### FRAGMENTO PARA LEER
┌──

R: Sí, claro; en ese momento se movían muchas cosas. Creo que de la misma época era Can Valls, un camping naturista en Les Gavarres, Girona. Este era el primer lugar en España en el que se podía ir desnudo en plena montaña.[11]
Recuerdo las visitas de la Guardia Civil, venían con cualquier excusa, y el recibimiento que le hacíamos, ellos con su tricornio, y nosotros totalmente desnudos y orgullosos de nuestros cuerpos...
Todo entonces era descubrimiento: el nudismo, el vegetarianismo, el naturismo, hacer el amor con libertad, ciertas tendencias tántricas... Recuerdo que por aquella época me pidieron que llevara el Instituto Tantra que estaba por Calonge,[12] y durante dos o tres veranos se intentó seguir una línea de inspiración tántrica. Ahí recibí el nombre de iniciado Viswanath Chaitanya.[13]
Sí, sí: fue un momento en el que hacíamos todos los cursos, la gente viajaba a Inglaterra, a la India, y se seguían todas las terapias posibles, cosas de las que aquí nunca se había oído nada de nada. Fue un tiempo muy intenso. Luego llegó Arco Iris,[14] con miles de gentes que pasaron por allí; cada semana recibían a doscientas o trescientas personas. Yo también estuve por allí y conocí a Emilio y Carlos Fiel, lo que pasa es que no terminé de conectar con la visión que ellos tenían. Por aquella época hacía tiempo que ya daba clases de yoga.
P: Claro, aquellos tiempos pasaron, pero tú seguiste en la línea del yoga.

└──

Datos de localización con un punto por instancia:
┌──

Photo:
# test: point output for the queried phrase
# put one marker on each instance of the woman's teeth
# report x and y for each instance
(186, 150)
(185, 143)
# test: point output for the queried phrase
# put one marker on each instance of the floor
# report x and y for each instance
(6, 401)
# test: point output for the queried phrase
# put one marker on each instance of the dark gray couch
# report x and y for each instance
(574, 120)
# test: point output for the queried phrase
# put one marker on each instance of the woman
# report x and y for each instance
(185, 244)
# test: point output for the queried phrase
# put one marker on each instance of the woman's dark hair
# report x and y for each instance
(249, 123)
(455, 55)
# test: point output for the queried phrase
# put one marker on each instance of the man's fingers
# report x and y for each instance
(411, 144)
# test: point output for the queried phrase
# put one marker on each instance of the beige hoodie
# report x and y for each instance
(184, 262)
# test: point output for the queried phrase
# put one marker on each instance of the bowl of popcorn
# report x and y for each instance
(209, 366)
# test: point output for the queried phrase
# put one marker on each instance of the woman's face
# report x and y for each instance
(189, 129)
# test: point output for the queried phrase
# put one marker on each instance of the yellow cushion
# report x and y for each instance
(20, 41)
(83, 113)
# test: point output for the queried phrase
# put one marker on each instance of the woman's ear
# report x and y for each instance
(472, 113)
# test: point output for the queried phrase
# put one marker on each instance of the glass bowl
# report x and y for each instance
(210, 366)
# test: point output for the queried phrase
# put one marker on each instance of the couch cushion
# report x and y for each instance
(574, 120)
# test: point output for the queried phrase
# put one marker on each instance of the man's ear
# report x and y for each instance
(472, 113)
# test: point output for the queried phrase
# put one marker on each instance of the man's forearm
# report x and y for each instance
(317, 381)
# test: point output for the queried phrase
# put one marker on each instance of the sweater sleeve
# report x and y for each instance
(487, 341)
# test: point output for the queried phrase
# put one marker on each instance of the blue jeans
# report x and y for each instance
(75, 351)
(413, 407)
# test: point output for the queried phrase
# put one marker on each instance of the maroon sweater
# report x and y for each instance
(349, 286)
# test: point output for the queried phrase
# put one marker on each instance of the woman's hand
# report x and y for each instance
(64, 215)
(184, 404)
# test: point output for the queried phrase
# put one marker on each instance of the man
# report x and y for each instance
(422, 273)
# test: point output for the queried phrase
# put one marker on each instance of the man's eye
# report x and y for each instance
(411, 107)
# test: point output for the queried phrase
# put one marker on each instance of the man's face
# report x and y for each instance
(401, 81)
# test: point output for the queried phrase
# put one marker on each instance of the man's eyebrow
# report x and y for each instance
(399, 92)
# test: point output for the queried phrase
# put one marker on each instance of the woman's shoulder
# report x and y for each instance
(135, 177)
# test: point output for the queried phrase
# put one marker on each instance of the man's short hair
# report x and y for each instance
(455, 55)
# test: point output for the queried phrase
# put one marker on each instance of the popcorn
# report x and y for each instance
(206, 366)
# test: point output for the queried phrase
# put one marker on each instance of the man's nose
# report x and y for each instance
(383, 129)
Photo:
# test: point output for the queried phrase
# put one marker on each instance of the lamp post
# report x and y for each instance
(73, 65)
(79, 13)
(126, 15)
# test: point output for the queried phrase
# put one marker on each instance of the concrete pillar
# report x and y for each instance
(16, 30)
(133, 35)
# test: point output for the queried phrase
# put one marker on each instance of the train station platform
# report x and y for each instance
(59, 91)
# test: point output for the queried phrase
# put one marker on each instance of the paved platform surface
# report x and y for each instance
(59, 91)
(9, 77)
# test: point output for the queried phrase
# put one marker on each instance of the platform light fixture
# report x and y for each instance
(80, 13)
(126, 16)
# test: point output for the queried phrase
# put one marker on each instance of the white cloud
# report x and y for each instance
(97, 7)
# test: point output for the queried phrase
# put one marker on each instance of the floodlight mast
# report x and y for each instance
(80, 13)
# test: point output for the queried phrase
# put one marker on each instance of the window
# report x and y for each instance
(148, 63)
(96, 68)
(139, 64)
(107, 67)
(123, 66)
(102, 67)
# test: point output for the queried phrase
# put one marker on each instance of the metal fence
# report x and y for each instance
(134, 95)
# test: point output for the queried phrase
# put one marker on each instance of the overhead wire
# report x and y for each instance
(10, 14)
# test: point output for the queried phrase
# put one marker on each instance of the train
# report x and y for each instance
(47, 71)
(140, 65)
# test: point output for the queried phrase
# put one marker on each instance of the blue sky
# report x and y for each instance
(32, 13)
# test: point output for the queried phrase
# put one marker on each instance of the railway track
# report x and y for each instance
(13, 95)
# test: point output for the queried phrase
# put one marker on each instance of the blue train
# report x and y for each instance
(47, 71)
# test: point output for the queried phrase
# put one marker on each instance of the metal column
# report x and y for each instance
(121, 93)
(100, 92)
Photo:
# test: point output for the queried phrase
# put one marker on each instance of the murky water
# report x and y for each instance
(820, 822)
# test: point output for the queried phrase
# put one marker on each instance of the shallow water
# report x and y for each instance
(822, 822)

└──

### TAREA PENDIENTE
Copia tal cual, de la entrevista de arriba, el tramo que va desde "R: Sí, claro;" hasta "de nuestros cuerpos...".

### TAREA RESUELTA
R: Sí, claro; en ese momento se movían muchas cosas. Creo que de la misma época era Can Valls, un camping naturista en Les Gavarres, Girona. Este era el primer lugar en España en el que se podía ir desnudo en plena montaña.[11]
Recuerdo las visitas de la Guardia Civil, venían con cualquier excusa, y el recibimiento que le hacíamos, ellos con su tricornio, y nosotros totalmente desnudos y orgullosos de nuestros cuerpos...